*Page excerpt*:
To run this script, you'll use a command that executes main.py Python script located under ./sdk/python/jobs/single-step/lightgbm/iris/src/. The command will be run by submitting it as a job to Azure Machine Learning.

Note

To use serverless compute, delete compute="cpu-cluster" in this code.

from azure.ai.ml import command, Input

# define the command
command_job = command(
    code="./src",
    command="python main.py --iris-csv ${{inputs.iris_csv}} --learning-rate ${{inputs.learning_rate}} --boosting ${{inputs.boosting}}",
    environment="AzureML-lightgbm-3.2-ubuntu18.04-py37-cpu@latest",
    inputs={
        "iris_csv": Input(
            type="uri_file",
            path="https://azuremlexamples.blob.core.windows.net/datasets/iris.csv",
        ),
        "learning_rate": 0.9,
        "boosting": "gbdt",
    },
    compute="cpu-cluster",
)

# submit the command
returned_job = ml_client.jobs.create_or_update(command_job)

*Dataset content*:
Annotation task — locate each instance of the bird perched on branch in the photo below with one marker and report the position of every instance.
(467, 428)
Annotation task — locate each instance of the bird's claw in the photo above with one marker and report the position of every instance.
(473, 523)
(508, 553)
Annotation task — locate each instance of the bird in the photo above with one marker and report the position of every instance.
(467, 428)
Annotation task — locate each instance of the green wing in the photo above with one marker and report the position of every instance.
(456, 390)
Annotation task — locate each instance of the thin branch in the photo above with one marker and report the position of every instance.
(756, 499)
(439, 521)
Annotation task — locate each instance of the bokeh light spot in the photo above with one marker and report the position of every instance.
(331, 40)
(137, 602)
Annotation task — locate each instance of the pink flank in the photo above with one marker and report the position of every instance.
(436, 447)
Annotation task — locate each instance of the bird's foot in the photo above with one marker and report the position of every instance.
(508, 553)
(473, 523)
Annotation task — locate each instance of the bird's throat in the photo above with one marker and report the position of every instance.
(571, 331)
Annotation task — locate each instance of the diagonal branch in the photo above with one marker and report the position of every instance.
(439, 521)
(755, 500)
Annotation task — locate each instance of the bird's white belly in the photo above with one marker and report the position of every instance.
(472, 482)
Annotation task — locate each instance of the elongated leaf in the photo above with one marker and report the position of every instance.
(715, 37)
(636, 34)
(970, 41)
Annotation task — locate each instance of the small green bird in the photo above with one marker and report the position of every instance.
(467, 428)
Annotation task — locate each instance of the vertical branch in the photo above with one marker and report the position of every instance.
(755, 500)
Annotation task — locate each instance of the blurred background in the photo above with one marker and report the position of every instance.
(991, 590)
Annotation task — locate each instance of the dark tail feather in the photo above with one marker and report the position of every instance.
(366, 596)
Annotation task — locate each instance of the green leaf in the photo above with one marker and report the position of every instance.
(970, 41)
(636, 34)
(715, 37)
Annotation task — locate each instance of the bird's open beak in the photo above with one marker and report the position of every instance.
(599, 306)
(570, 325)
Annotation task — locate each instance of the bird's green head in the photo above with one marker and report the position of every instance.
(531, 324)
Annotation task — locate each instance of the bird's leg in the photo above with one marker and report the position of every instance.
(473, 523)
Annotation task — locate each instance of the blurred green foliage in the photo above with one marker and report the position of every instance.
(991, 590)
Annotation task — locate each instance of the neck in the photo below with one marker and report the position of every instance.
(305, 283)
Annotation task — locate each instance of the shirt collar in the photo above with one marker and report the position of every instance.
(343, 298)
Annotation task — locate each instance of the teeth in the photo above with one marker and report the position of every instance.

*Requirements*:
**1.** In the Azure Machine Learning job excerpt, what must be deleted from the code to use serverless compute?
**2.** Reproduce the stretch of the Azure Machine Learning job excerpt from "To run this" through "in this code.".
**3.** Carry the Azure Machine Learning job excerpt forward from where it stops.

*Responses in order*:
**1.** compute="cpu-cluster"

**2.**
To run this script, you'll use a command that executes main.py Python script located under ./sdk/python/jobs/single-step/lightgbm/iris/src/. The command will be run by submitting it as a job to Azure Machine Learning.

Note

To use serverless compute, delete compute="cpu-cluster" in this code.

**3.**
# get a URL for the status of the job
returned_job.studio_url

In the above examples, you configured:

code - path where the code to run the command is located
command - command that needs to be run
environment - the environment needed to run the training script. In this example, we use a curated or ready-made environment provided by Azure Machine Learning called AzureML-lightgbm-3.2-ubuntu18.04-py37-cpu. We use the latest version of this environment by using the @latest directive. You can also use custom environments by specifying a base docker image and specifying a conda yaml on top of it.
inputs - dictionary of inputs using name value pairs to the command. The key is a name for the input within the context of the job and the value is the input value. Inputs are referenced in the command using the ${{inputs.<input_name>}} expression. To use files or folders as inputs, you can use the Input class. For more information, see SDK and CLI v2 expressions.

For more information, see the reference documentation.

When you submit the job, a URL is returned to the job status in the Azure Machine Learning studio. Use the studio UI to view the job progress. You can also use returned_job.status to check the current status of the job.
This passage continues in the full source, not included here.